┏━━

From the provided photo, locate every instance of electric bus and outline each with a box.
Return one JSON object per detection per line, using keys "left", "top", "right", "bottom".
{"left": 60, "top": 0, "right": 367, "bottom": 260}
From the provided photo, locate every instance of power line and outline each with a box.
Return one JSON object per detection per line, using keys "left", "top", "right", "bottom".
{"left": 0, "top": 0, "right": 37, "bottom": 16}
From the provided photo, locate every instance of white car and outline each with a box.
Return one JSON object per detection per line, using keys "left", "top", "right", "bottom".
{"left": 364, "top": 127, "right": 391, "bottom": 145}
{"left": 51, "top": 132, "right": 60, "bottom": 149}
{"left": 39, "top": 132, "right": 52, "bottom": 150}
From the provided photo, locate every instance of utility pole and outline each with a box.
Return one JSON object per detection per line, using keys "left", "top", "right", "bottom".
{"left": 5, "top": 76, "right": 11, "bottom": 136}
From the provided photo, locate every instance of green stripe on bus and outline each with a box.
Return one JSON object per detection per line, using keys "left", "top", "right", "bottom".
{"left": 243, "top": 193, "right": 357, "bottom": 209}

┗━━

■ **Assigned task**:
Retype the records above, but only those lines that fall between the line containing "From the provided photo, locate every instance of power" and the line containing "From the provided photo, locate every instance of white", with both of those lines included, exactly as written.

■ **Expected answer**:
From the provided photo, locate every instance of power line and outline each with a box.
Return one JSON object per detection per line, using keys "left", "top", "right", "bottom".
{"left": 0, "top": 0, "right": 37, "bottom": 16}
From the provided photo, locate every instance of white car and outline each with a box.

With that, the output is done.